## Task item
In the passage about a trip back to Tennessee, how many years had it been since the traveler last saw his only brother?

So when the crops were gathered, he took the boy home to his parents, accompanied by his boy, James. He went on to Tennessee after a short visit with his daughter and family, leaving James there with his daughter. He visited his only brother, James, who was 17 years older than him and whom he had not seen for 52 years. On coming up to the old home where he was born, which now belonged to his brother, he saw his brother or a man old and gray with a long beard, chopping wood. He approached him, setting his hat back a little, saying, "Is this Chalk farm? I hear it's for sale." The aged man turned and eyed him closely for a few seconds. "Oh, you can't fool me, Milt. It's you." They clasped arms and body and cried. He saw many of his old playmates when a boy, went fishing again on the river, hunting squirrels and in a general way tried to imitate youthful days now passed. All was new and there were many changes since he was a boy, but the change was a rest and he enjoyed it all. He was yet lonely for his "pal and lover," his wife Bettie. Oh if she could have only been here to enjoy it all, his trip would have been complete.

Referring-expression pointing data
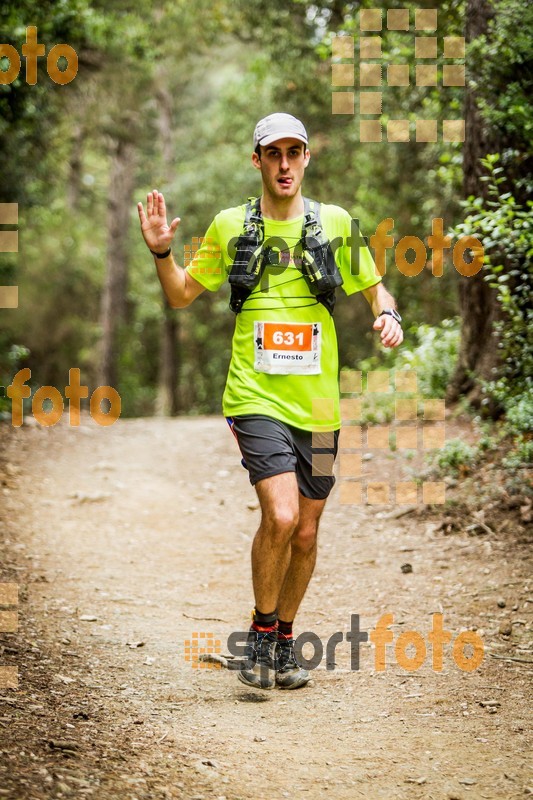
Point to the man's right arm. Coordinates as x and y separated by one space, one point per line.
179 286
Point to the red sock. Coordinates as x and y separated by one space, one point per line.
284 629
265 623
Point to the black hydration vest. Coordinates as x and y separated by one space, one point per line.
313 249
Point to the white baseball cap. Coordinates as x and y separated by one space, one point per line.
279 126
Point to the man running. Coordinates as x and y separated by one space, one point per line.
283 256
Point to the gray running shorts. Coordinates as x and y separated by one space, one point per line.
269 447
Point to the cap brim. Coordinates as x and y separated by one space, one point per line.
283 135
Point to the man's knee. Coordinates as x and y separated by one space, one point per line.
304 537
282 520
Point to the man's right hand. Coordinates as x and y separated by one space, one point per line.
157 233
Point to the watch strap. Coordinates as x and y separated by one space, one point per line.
162 255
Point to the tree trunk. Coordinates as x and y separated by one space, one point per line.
114 302
478 355
75 168
167 403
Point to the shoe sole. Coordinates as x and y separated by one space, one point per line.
255 685
297 684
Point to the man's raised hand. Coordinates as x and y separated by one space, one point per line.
157 233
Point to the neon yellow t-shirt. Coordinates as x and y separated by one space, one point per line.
301 328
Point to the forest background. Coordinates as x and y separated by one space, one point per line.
166 96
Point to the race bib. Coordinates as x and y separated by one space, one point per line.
286 348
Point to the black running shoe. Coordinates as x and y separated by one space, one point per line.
289 674
258 670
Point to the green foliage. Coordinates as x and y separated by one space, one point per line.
433 357
505 229
456 456
502 63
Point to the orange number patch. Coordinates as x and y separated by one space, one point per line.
279 336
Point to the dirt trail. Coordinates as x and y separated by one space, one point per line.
144 529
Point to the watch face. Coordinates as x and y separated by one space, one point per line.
392 313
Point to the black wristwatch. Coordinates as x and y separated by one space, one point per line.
162 255
392 313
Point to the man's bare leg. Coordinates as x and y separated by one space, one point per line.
271 549
303 550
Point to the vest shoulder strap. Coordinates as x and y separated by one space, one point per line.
312 209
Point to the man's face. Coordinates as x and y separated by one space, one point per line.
282 166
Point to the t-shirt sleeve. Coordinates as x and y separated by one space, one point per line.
353 257
207 264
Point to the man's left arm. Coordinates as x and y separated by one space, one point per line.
380 300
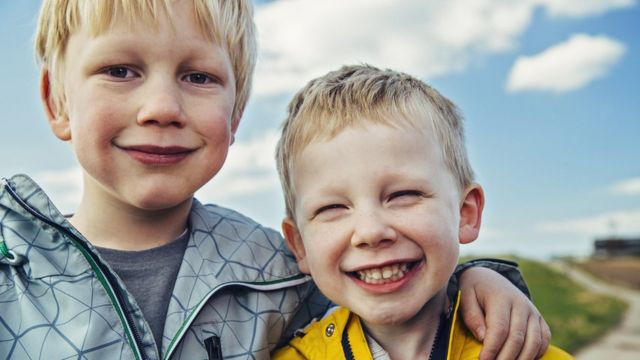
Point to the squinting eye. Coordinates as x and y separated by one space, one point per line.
120 72
408 193
329 207
198 78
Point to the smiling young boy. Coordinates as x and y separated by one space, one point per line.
149 94
377 180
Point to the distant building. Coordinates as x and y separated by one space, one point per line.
614 246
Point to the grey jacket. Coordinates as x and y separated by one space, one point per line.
237 292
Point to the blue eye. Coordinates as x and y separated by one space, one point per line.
199 78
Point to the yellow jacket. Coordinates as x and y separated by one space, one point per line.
340 336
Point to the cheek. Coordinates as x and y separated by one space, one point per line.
324 249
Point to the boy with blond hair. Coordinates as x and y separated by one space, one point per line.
376 179
150 95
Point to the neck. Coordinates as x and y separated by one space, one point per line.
116 225
414 338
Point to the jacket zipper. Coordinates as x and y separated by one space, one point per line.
105 278
264 286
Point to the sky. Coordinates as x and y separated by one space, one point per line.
548 89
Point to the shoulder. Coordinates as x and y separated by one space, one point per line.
244 249
231 224
320 339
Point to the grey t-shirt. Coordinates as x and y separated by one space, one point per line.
149 276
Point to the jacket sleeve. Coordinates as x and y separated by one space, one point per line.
506 268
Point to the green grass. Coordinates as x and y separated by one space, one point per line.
576 316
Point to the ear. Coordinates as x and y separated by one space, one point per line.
471 213
235 122
295 244
58 120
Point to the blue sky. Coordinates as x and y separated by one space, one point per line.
548 89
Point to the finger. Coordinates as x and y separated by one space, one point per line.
498 323
546 336
517 333
473 315
533 339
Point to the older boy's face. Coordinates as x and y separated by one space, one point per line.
379 215
148 109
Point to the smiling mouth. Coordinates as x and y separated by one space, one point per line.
159 150
385 274
152 155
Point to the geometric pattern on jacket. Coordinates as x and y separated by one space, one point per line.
58 299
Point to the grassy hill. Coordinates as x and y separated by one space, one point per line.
576 316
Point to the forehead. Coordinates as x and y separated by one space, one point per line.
99 17
372 146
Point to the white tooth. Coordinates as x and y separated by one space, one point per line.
375 274
387 272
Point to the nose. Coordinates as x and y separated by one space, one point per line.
162 105
372 229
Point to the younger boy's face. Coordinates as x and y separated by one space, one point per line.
148 109
378 220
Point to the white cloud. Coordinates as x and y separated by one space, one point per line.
612 223
566 66
301 39
580 8
249 170
627 187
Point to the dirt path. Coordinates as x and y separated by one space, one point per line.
621 343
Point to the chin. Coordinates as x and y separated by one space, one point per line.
165 201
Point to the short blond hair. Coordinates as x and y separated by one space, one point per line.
228 22
360 94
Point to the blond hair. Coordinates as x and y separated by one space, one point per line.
360 94
227 22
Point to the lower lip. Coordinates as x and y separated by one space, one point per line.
154 159
390 286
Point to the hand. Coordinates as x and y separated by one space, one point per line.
512 328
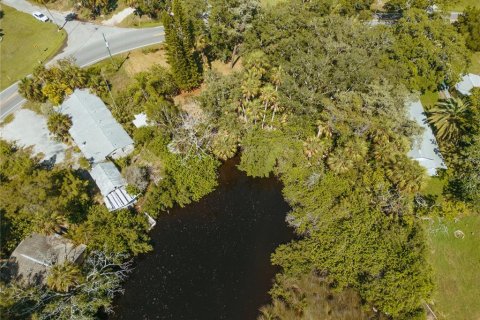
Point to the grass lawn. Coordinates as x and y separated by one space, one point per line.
460 5
26 41
266 3
133 21
456 263
121 73
429 99
475 67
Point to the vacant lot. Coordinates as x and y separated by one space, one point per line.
456 262
460 5
26 42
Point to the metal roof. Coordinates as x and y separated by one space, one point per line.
94 129
425 149
469 81
107 177
111 185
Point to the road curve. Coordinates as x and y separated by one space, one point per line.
86 44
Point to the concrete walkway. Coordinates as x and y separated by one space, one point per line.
30 129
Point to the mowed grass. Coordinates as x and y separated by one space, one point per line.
26 41
475 67
460 5
456 263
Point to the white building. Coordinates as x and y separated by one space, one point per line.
94 129
425 149
99 135
31 261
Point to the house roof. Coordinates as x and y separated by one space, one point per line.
469 81
111 185
34 256
94 129
425 148
107 177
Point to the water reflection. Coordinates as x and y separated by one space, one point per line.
212 258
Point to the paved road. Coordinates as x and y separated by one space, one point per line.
85 43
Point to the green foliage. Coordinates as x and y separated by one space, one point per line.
150 8
185 180
179 38
121 232
58 124
229 20
311 297
36 199
62 277
469 25
103 275
383 259
57 82
260 151
427 50
448 117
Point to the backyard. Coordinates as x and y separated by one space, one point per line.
456 260
26 43
460 5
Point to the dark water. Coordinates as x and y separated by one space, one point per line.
211 260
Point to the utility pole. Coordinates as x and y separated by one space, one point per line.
51 15
108 48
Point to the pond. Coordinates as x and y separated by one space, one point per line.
211 259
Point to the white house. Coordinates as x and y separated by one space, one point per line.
94 130
425 149
99 135
31 261
468 82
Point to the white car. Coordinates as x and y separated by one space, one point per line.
40 16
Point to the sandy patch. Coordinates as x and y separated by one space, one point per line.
30 129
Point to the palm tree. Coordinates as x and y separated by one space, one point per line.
448 117
62 277
268 95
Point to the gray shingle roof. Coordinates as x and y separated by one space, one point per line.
34 256
111 185
94 129
425 150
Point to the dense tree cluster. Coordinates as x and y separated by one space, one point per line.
34 198
469 25
71 292
338 138
320 103
57 82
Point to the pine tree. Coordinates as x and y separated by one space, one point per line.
179 37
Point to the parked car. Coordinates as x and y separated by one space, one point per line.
40 16
71 16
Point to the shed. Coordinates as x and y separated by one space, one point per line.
111 185
425 149
31 261
94 129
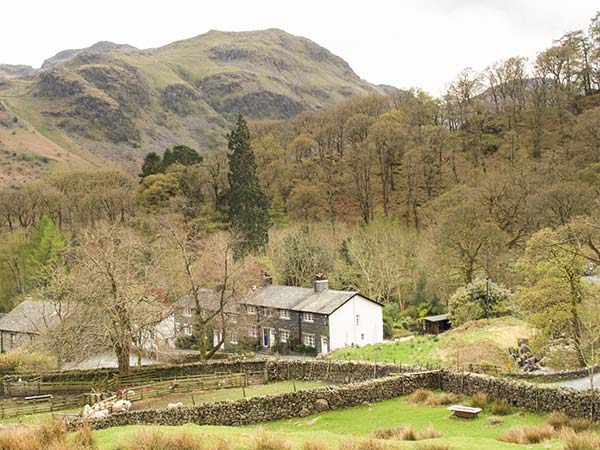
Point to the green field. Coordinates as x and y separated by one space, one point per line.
334 427
478 342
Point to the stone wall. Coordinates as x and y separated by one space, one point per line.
532 397
556 376
274 407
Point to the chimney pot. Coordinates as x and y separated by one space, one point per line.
321 284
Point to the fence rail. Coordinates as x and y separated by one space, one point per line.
12 409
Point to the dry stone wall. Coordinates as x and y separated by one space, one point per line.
274 407
530 396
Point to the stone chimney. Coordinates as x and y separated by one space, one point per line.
321 283
266 278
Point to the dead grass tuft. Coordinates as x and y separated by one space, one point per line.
155 440
528 434
430 446
266 440
587 440
500 407
314 445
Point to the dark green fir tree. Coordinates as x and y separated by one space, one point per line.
248 206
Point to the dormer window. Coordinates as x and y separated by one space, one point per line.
308 317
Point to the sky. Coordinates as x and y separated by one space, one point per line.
397 42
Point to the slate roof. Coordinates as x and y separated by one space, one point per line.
300 299
30 316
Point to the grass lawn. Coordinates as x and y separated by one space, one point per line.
477 342
226 394
334 427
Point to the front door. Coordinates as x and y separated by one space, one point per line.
324 344
266 337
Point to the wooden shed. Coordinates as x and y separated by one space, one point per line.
436 324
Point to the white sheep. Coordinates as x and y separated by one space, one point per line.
175 405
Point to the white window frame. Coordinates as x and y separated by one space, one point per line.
308 317
284 335
309 340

## Solution for this task
52 years.